• EXERCISE DESCRIPTION:
Each entry should be written out again exactly, so that nothing is lost.

[Start of section]

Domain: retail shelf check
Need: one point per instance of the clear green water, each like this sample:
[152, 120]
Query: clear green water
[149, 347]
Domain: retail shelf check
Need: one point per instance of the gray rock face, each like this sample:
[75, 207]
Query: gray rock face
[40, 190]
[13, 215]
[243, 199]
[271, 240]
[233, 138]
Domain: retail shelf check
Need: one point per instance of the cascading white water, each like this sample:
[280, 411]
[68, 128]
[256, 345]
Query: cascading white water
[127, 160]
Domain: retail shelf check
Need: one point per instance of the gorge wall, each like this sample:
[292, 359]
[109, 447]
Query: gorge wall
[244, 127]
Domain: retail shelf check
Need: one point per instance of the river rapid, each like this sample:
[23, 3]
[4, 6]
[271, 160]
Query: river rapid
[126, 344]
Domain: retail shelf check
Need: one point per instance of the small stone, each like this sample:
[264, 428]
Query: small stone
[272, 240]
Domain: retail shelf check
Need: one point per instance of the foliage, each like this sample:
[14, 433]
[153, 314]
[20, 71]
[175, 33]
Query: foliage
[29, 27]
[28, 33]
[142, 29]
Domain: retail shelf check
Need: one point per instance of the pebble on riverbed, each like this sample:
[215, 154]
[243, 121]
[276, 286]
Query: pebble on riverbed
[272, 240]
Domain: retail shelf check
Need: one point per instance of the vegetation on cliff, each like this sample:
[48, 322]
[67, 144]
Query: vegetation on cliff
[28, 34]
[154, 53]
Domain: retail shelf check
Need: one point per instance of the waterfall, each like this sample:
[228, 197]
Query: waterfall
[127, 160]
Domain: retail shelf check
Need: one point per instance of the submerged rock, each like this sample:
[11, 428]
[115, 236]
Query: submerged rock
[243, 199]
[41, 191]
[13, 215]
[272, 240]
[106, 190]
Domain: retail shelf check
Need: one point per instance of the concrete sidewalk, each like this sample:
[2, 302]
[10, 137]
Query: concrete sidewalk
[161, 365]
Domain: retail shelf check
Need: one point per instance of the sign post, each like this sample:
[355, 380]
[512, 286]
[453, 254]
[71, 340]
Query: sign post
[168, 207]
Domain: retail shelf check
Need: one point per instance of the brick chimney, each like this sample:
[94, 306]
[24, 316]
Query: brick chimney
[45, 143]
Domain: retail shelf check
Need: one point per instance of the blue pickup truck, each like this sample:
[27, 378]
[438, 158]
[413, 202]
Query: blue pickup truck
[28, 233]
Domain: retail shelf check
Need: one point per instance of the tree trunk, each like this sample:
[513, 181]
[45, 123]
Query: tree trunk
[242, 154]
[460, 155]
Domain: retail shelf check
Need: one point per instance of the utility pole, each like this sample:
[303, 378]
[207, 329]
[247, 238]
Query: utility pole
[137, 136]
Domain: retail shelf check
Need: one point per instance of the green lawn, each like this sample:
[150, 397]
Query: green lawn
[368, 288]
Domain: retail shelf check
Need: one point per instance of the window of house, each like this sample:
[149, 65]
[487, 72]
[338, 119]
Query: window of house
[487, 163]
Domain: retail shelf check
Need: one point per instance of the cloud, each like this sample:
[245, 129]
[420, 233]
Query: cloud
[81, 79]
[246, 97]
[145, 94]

[End of section]

• EXERCISE RESULT:
Domain: retail shelf check
Need: one point per instance of the clear green water, each like this sample:
[152, 120]
Query: clear green water
[149, 347]
Domain: retail shelf check
Need: one point per instance of the gray rock face, each like this sample:
[75, 207]
Query: gray rock face
[40, 190]
[13, 215]
[243, 199]
[271, 240]
[233, 138]
Domain: retail shelf check
Need: one point per instance of the cascading white water, each like this sample:
[280, 411]
[68, 128]
[256, 345]
Query: cascading white water
[127, 160]
Domain: retail shelf check
Need: one point per instance of the gorge wall, each like this sample:
[292, 359]
[109, 447]
Query: gorge wall
[244, 127]
Domain: retail shelf check
Need: one point per instance of the river rapid, each like this sample:
[23, 3]
[4, 6]
[271, 160]
Query: river rapid
[126, 344]
Domain: retail shelf check
Need: one point per instance of the small stone, each like this sample:
[264, 428]
Query: small stone
[272, 240]
Domain: retail shelf check
Need: one point per instance of the foliage, each like this sample:
[14, 433]
[153, 314]
[20, 71]
[175, 33]
Query: foliage
[29, 27]
[28, 33]
[142, 29]
Domain: retail shelf check
Need: one point per instance of the pebble on riverbed, each like this sample:
[215, 154]
[243, 121]
[276, 286]
Query: pebble on riverbed
[272, 240]
Domain: retail shelf check
Need: one point per instance of the vegetation on cliff, each like this sample:
[48, 322]
[67, 144]
Query: vegetation on cliff
[28, 34]
[154, 53]
Domain: retail shelf check
Need: one point per instance of the waterfall, each like this sample:
[228, 197]
Query: waterfall
[127, 160]
Domain: retail shelf check
Need: one point per instance of the submerged rock, each like this sample:
[11, 428]
[115, 236]
Query: submerged rock
[243, 199]
[41, 191]
[13, 215]
[272, 240]
[106, 190]
Domain: retail shelf check
Need: one point per instance of the concrete sidewalk, each like this sample:
[2, 302]
[10, 137]
Query: concrete sidewalk
[161, 365]
Domain: retail shelf check
Need: one point per instance of the sign post, each like this sample:
[355, 380]
[512, 286]
[453, 254]
[71, 340]
Query: sign post
[168, 207]
Domain: retail shelf check
Need: one point per instance of the brick chimney, each like this sample:
[94, 306]
[24, 316]
Query: brick chimney
[45, 143]
Domain: retail shelf check
Need: one point per instance of the blue pickup truck, each like this sample:
[27, 378]
[438, 158]
[413, 202]
Query: blue pickup truck
[28, 233]
Domain: retail shelf check
Need: one point per instance of the tree trunk, each like this sample:
[513, 181]
[45, 123]
Query: tree trunk
[242, 154]
[460, 155]
Domain: retail shelf check
Need: one point per instance of the utility pole, each like this sample:
[303, 378]
[207, 329]
[247, 238]
Query: utility pole
[137, 136]
Domain: retail shelf check
Need: one point per instance of the green lawn, each like this sample:
[150, 397]
Query: green lawn
[368, 288]
Domain: retail shelf check
Need: one point per instance of the window of house, each like this sample:
[149, 65]
[487, 72]
[338, 119]
Query: window of house
[487, 163]
Domain: retail shelf check
Need: one point per instance of the cloud, each like this sample:
[245, 129]
[420, 233]
Query: cloud
[81, 79]
[246, 97]
[145, 94]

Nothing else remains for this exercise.